» **THE REQUEST**:
Reproduce the material word for word; the images stay out.

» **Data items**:
====================

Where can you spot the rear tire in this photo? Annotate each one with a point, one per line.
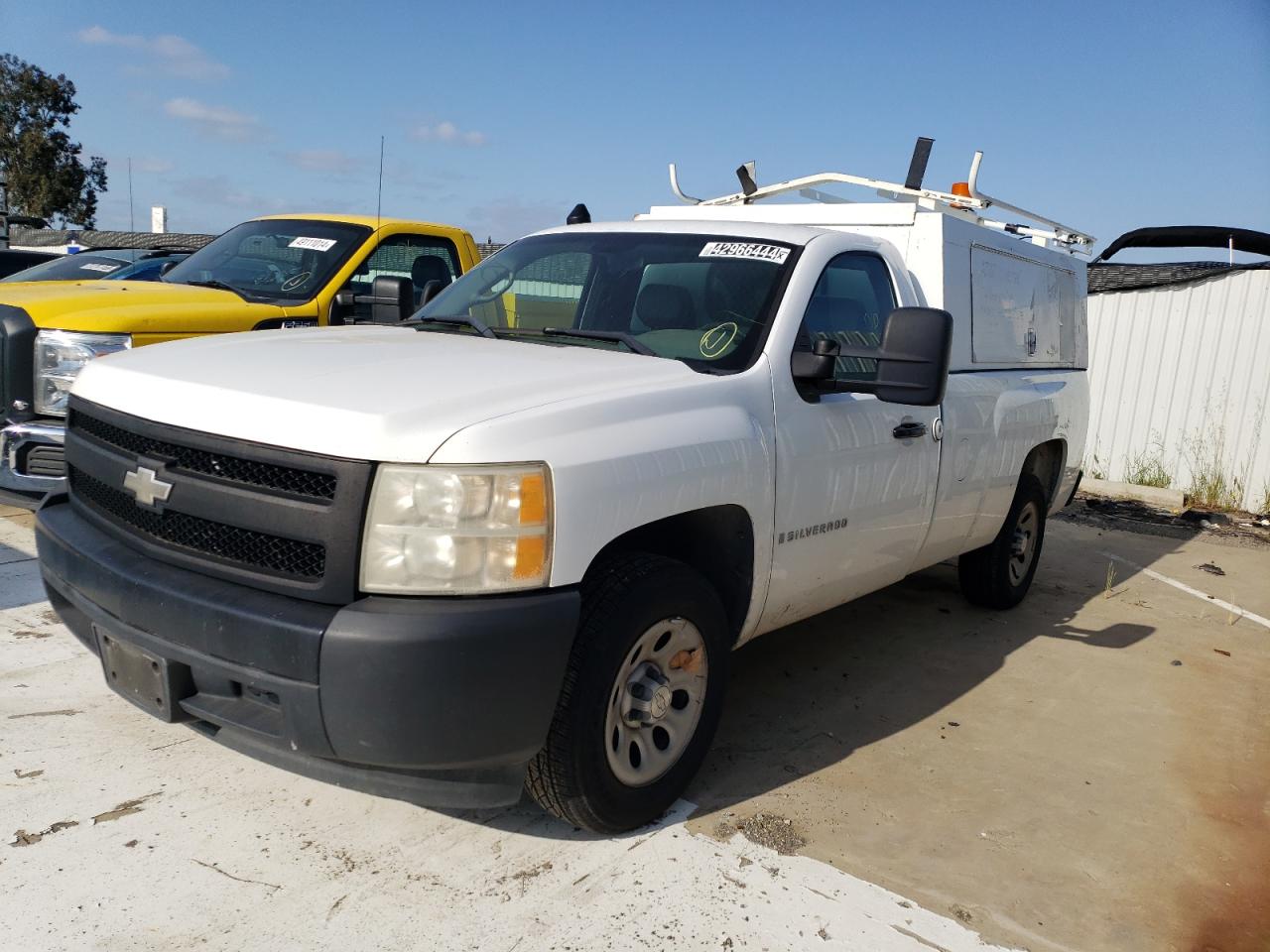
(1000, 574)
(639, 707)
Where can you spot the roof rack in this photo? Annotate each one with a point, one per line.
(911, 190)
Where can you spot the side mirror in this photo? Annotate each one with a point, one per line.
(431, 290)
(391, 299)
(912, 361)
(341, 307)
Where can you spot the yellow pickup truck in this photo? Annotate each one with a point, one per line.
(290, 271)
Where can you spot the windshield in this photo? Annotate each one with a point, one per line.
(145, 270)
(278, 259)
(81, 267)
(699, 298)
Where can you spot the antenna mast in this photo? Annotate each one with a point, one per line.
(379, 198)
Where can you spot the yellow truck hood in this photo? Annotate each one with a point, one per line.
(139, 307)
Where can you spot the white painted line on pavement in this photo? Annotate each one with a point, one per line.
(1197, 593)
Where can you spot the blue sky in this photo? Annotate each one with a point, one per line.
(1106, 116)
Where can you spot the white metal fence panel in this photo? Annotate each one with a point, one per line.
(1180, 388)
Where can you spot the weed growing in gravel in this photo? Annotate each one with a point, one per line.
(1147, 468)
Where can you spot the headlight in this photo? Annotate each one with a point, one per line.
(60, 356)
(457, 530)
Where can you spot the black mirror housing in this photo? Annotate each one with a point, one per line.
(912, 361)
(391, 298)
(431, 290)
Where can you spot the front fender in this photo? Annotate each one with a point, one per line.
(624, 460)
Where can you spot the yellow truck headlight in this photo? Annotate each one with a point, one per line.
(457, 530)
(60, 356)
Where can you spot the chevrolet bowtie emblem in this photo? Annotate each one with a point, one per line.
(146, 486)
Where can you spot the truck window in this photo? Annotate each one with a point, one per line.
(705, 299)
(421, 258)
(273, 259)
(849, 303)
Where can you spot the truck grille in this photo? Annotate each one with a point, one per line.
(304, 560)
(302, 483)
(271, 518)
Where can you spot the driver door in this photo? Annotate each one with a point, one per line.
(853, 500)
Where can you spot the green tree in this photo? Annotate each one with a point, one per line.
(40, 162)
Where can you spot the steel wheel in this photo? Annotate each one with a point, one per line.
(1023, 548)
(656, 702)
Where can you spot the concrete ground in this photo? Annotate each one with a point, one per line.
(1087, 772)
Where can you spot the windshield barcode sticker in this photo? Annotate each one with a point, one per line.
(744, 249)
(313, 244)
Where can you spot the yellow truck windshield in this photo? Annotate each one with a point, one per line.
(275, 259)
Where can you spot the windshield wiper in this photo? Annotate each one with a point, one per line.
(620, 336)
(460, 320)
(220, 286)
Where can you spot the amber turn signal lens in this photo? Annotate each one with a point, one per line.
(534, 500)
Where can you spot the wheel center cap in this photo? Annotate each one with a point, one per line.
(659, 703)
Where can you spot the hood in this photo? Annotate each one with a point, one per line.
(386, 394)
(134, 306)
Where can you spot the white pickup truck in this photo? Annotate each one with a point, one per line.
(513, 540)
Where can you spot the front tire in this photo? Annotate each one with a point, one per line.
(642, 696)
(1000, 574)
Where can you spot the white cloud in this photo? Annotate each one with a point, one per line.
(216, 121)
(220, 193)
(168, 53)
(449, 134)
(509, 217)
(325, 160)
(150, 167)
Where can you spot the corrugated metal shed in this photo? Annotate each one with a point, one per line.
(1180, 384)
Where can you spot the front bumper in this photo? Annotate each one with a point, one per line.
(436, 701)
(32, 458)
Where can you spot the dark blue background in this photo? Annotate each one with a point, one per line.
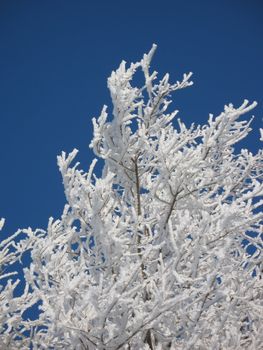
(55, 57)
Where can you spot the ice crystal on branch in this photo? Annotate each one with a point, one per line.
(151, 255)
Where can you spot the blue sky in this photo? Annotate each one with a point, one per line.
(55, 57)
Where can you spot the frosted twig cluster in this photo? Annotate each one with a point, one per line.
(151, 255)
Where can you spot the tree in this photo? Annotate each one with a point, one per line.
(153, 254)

====================

» **TASK RESULT**:
Where can you spot the rear tire in this photo? Annotate each one with a point, one per line.
(1000, 574)
(639, 707)
Where can you spot the roof rack in this photo? Annotate each one with a point, one per line.
(911, 190)
Where can you spot the side mirror in this photo? Annotate each one with a point, one per line.
(431, 290)
(391, 299)
(912, 361)
(341, 307)
Where can you spot the yellow pickup truck in this photo? Annotate each one with a point, one per line.
(290, 271)
Where can you spot the windshield in this photo? Annotate each one with a point, one per line.
(145, 270)
(278, 259)
(81, 267)
(699, 298)
Where can you spot the antenna mast in this photo? Annotate each one with a point, one per line.
(379, 198)
Where can you spot the yellow truck hood in this photo? Annotate each one with a point, one per line.
(139, 307)
Where can you spot the white painted line on pavement in this photo? Annotate each one with a point, one per line.
(1197, 593)
Where can you spot the blue sky in this photo? Annotate each one with a point, one per line.
(1106, 116)
Where can you spot the white metal fence panel in this photo? Annotate each one with a point, one per line.
(1180, 388)
Where can you spot the weed growing in gravel in this photo? Annotate each one with a point, one per line.
(1147, 468)
Where can you spot the headlight in this photo? Annotate each one with a point, one per line.
(60, 356)
(457, 530)
Where can you spot the black mirror housing in this photo? Annotate each one with a point, one per line.
(912, 361)
(391, 298)
(431, 290)
Where can you spot the front fender in this photo? Annotate each one with a point, one per line.
(624, 460)
Where can you spot the yellow truck headlight in this photo? Annotate each one with a point, one per line.
(457, 530)
(60, 356)
Where can you spot the chevrolet bowtie emblem in this photo? Annotate each one with a point, one per line.
(146, 486)
Where can you spot the truck window in this photo? Annotate each one with a point, one per line.
(705, 299)
(421, 258)
(273, 259)
(849, 303)
Where can you spot the truck grille in this photo? Annotate each one with a point, one per line.
(304, 560)
(302, 483)
(271, 518)
Where can you spot the driver door in this photo? Annotate each one with a point, one per line.
(853, 500)
Where can you spot the green tree in this photo? Annotate each one with a point, one per line.
(40, 162)
Where can you spot the steel wheel in this photo? Annotate each one with a point, one per line.
(1023, 548)
(656, 702)
Where can you spot the concrete ground in this photo? Annotate each one with a point, one per line.
(1087, 772)
Where can you spot the windshield barcode sticker in this photo? Annotate each one with a point, one per line.
(744, 249)
(313, 244)
Where can you spot the yellow truck windshield in this photo? Annotate each one with a point, one per line.
(275, 259)
Where can you spot the windshield wiper in this photo? Annotate each one with a point, one per line.
(620, 336)
(460, 320)
(220, 286)
Where can you spot the amber turn signal lens in this photo? Annotate each one with a point, one per line.
(534, 500)
Where can you spot the wheel center cap in this photo? Annotate each one with a point, one per line.
(659, 703)
Where can you spot the hood in this photo? Annotate each one with a point, one per line.
(386, 394)
(134, 306)
Where can you spot the white pickup truck in this photo? Annotate each one with a point, one per line.
(513, 540)
Where can you spot the front tire in this photo? Annotate each one with a point, one per line.
(642, 696)
(1000, 574)
Where can you spot the white cloud in this photo? Annotate each one with a point, one per line.
(216, 121)
(220, 193)
(168, 53)
(449, 134)
(509, 217)
(325, 160)
(150, 167)
Where can you spot the corrugated metal shed in this photo? Annotate each one with a point, one per line.
(1180, 384)
Where can you spot the front bumper in this photo? Annotate each one with a point, one per line.
(436, 701)
(32, 458)
Where can you spot the dark blue background in this photo? Annotate each one with a point, one per line.
(55, 57)
Where can you spot the ice crystal on branch in this photo? Annotate each one with a point, one per line.
(151, 255)
Where can you spot the blue sky in this photo? Annotate each one with a point, one per line.
(55, 57)
Where can you spot the frosted twig cluster in this photo? Annotate each one with a point, one per line.
(151, 255)
Where can you spot the tree in this photo? Annotate each one with a point, one per line.
(153, 254)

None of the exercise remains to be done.